[Start of Attachment]
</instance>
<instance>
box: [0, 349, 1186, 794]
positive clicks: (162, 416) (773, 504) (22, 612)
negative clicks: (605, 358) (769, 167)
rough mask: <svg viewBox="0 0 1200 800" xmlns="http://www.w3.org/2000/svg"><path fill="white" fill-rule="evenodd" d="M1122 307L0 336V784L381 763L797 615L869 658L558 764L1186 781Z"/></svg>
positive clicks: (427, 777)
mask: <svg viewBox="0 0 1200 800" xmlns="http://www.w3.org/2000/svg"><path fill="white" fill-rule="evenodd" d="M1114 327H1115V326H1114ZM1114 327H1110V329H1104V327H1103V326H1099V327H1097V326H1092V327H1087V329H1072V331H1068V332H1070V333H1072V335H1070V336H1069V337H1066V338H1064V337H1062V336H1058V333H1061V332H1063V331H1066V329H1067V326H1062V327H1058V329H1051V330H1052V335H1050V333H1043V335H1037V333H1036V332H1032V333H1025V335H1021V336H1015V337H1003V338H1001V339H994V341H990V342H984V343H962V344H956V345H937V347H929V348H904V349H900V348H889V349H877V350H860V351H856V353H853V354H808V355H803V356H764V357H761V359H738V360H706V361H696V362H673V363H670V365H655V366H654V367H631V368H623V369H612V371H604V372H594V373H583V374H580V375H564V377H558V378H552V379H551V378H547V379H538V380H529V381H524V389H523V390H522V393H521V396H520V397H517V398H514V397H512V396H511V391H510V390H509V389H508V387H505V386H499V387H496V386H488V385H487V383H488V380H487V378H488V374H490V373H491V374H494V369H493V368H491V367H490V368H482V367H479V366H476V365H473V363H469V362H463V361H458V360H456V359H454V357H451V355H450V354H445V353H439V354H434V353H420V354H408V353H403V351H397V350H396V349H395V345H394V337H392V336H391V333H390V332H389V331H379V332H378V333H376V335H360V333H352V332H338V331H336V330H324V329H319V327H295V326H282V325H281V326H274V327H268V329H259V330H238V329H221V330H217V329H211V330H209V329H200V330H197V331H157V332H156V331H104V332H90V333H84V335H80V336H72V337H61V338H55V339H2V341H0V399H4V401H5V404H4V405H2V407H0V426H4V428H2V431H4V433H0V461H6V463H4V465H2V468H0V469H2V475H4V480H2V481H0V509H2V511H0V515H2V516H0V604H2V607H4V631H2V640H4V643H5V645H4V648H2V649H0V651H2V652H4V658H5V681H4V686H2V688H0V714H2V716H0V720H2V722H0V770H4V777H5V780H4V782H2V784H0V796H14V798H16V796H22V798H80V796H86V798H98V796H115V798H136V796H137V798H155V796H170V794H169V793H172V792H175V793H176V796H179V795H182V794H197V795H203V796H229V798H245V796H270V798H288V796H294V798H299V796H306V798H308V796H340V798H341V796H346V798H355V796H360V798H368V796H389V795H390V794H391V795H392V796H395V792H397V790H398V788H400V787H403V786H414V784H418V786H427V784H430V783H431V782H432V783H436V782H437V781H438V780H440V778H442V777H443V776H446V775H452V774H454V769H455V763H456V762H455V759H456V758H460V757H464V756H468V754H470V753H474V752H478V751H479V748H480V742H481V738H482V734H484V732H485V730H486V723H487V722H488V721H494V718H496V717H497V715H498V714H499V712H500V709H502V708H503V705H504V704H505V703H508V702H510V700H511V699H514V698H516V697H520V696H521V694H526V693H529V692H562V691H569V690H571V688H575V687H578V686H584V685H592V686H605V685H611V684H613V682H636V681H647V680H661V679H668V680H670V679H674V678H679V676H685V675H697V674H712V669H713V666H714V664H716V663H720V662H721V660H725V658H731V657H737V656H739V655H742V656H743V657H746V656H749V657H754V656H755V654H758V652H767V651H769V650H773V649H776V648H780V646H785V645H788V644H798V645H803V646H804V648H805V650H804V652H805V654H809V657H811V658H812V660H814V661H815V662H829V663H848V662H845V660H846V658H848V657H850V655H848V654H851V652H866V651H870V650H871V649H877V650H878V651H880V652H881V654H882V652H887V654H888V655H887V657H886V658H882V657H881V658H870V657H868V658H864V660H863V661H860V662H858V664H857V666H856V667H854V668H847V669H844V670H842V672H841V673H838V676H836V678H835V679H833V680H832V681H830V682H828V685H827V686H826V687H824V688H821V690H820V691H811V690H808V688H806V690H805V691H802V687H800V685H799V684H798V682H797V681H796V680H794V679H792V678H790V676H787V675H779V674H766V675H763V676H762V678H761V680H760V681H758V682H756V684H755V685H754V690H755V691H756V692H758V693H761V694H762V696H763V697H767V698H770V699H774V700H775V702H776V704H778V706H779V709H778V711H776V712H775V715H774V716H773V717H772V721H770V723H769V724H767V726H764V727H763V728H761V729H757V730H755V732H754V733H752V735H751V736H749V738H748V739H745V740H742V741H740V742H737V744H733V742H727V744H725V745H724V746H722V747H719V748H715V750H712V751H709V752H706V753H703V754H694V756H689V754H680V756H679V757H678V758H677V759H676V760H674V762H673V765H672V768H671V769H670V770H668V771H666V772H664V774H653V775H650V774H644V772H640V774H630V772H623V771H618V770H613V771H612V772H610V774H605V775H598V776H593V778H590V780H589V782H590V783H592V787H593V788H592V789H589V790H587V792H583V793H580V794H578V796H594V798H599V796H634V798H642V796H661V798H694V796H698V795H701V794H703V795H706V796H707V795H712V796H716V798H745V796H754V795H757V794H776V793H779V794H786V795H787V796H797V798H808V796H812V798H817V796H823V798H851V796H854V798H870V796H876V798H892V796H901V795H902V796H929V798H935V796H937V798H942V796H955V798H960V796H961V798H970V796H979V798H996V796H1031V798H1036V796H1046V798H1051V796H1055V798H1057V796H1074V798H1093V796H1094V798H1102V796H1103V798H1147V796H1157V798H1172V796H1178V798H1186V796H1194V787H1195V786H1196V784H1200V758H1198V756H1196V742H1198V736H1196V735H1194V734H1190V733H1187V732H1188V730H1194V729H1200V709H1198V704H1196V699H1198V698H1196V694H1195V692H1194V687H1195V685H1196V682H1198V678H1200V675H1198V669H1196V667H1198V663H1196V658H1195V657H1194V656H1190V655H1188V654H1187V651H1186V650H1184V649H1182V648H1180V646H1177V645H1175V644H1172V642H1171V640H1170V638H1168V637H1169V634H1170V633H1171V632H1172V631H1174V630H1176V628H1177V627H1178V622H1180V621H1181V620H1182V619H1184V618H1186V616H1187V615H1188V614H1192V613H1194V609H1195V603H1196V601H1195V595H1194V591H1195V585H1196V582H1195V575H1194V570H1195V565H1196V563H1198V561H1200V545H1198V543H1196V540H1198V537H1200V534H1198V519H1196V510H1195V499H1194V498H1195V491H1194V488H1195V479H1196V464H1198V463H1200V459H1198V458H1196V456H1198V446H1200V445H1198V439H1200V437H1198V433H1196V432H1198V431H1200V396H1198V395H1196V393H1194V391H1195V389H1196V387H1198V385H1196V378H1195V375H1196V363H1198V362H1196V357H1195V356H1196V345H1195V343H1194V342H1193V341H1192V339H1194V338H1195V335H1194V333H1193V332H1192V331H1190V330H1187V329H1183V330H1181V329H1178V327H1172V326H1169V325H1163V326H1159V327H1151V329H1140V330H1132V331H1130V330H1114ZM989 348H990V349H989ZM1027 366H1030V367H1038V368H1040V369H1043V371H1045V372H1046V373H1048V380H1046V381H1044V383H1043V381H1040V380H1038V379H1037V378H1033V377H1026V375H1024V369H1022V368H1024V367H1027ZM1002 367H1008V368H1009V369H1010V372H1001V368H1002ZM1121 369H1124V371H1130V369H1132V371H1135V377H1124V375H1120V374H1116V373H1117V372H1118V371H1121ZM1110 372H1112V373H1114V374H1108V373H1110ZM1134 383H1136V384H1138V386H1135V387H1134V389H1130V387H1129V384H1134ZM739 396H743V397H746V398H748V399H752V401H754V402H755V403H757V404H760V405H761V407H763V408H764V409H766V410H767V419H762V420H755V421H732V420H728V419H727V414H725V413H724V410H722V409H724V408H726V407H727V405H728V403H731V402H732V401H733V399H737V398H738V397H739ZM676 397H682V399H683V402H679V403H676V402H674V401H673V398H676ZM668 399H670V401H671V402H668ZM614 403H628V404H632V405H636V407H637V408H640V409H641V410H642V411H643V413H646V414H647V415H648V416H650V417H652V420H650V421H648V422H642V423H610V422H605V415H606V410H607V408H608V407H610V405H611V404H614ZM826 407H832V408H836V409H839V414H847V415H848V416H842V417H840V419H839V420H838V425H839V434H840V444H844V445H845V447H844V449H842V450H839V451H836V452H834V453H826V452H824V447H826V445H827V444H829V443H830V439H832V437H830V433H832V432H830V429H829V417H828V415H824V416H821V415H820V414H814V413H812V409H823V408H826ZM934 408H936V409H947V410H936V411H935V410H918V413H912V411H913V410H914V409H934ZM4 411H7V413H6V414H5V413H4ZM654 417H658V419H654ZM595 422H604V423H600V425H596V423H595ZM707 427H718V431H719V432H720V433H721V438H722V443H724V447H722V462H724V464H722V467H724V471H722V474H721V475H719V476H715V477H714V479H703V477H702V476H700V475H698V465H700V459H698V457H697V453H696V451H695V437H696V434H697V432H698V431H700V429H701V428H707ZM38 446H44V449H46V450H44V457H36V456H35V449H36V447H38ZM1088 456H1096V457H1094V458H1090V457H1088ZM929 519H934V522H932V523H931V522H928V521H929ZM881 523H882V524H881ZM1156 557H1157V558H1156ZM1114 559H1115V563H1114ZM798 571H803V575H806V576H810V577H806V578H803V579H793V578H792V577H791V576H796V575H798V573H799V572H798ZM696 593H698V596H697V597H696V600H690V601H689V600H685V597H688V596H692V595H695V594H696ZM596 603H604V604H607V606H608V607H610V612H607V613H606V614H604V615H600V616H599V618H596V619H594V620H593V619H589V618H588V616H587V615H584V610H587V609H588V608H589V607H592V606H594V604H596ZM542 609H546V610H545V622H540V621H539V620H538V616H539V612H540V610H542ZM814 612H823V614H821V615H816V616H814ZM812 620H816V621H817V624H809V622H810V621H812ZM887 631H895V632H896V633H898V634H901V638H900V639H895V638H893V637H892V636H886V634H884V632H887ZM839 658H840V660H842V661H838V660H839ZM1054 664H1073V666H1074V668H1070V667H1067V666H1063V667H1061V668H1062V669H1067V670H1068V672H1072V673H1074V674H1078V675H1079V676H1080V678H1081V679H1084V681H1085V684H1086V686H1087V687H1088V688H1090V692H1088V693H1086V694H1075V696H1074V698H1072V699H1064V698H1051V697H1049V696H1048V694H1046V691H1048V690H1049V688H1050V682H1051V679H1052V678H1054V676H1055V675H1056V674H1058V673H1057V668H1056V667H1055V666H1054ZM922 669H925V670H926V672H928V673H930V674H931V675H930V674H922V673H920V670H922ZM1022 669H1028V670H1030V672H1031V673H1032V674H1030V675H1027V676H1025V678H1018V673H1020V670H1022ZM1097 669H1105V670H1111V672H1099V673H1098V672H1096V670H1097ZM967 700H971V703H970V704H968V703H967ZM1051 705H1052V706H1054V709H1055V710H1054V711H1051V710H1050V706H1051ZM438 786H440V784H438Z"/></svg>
[End of Attachment]
ACTIVITY
In the data above, repeat exactly each line from the first through the line that contains "rough mask: <svg", and give nothing else.

TASK RESPONSE
</instance>
<instance>
box: [0, 349, 1186, 794]
positive clicks: (162, 416) (773, 504) (22, 612)
negative clicks: (605, 358) (769, 167)
rough mask: <svg viewBox="0 0 1200 800" xmlns="http://www.w3.org/2000/svg"><path fill="white" fill-rule="evenodd" d="M1122 307L0 336V784L381 763L797 615L869 658L558 764L1186 781Z"/></svg>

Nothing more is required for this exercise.